▶ _Excerpted passage_
======

The determination method of SWCC is divided into direct method obtained curve from the experimental method and indirect method determined curve through empirical formula. Experimental method is time-consuming, laborious, and costly, and it also has greater limitations in the measurement range. Therefore, more and more efforts have been made on indirect parameter estimation of SWCC due to those difficulties in experiments. Chin et al.12 proposed a method of determining the SWCC of coarse- and fine-grained soils by using one-point SWCC measurement and basic index properties. The results revealed that better SWCC estimation tends to favor at suctions of 10 and 500 kPa for two soils. Zou and Leong13 proposed a simple method to estimate unimodal SWCC by using an ensemble of point pedo-transfer functions. The estimated result was consistent with the experimental SWCCs, so ensemble PTF is an effective approach to estimating unimodal SWCC. Xue et al.14 presented a method of predicting the SWCC in the capillary and adsorption zones by using measurement data in the low suction range. Tao et al.4 proposed a simplified unified fractal model of relative permeability coefficient based on the classical model for evaluating relative permeability coefficient, and compared the prediction results of this model with experimental data of different types of unsaturated soils.

Due to pore size distribution that has a great influence on SWCC, a large number of attempts have been made to predict SWCC based on the pore size distribution15,16. Tao et al.17 taken Hunan clay as the research object, through the fractal dimension calculated by multifractal based on PSD, to predict the unsaturated hydraulic conductivity. Tao et al.18 discussed the difference in fitting effect between different fractal models and empirical models through summarized and divided the existing SWCC fractal model. In these studies, fractal theory is used to quantitatively characterize the complex pore distribution. Although fractal SWCC models have been established, the determination of the parameters used in those models is not an easy task. Previous studies have shown that both MIP and CT methods for obtaining PSD have certain flaws. MIP cannot obtain closed pores, while CT scan resolution cannot distinguish small pores. In this respect, Sun et al.19 fortunately proposed a SEM image processing technology to enable SEM to make up for the shortcomings of MIP and CT, and achieve multi-scale structure image acquisition. These characteristics provide a great possibility to establish a good prediction of the SWCC of loess with SEM. In addition, the previous studies were mostly focusing on the SWCC of loess, lime-treated loess has hardly been measured by using the fractal theory.

======

▶ _Brief 1_
Can you answer these questions from the passage on SWCC estimation?
(a) What drawbacks of the experimental method does it list?
(b) At which suctions did Chin et al. find that SWCC estimation tended to be better?
(c) What flaw does it attribute to CT scanning?
▶ _Brief 2_
Could you carry the passage on SWCC estimation further, starting after its last sentence?

▶ _Available data_
======

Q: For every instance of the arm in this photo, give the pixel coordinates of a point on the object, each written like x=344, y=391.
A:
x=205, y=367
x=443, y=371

======

▶ _Task result 1_
(a) It is time-consuming, laborious, and costly, and it has greater limitations in measurement range.
(b) At 10 and 500 kPa.
(c) Its scan resolution cannot distinguish small pores.

▶ _Task result 2_
Hence, the main objective of this study is constructing a new SWCC prediction method to compare the difference of SWCC between lime-treated loess and untreated loess. This method is based on the fractal dimension obtained by using SEM technology. To achieve these aims, the following steps are designated:

  1. 1.

    Conducting samples preparation and electron microscope scanning.

  2. 2.

    Obtaining fractal characteristics of samples by using SEM images after processing.

  3. 3.

    Constructing the SWCC prediction method based on the fractal theory.

  4. 4.

    Applying the SWCC model to predict SWCC of lime-treated loess.

  5. 5.

    Comparing SWCC characteristics of different samples.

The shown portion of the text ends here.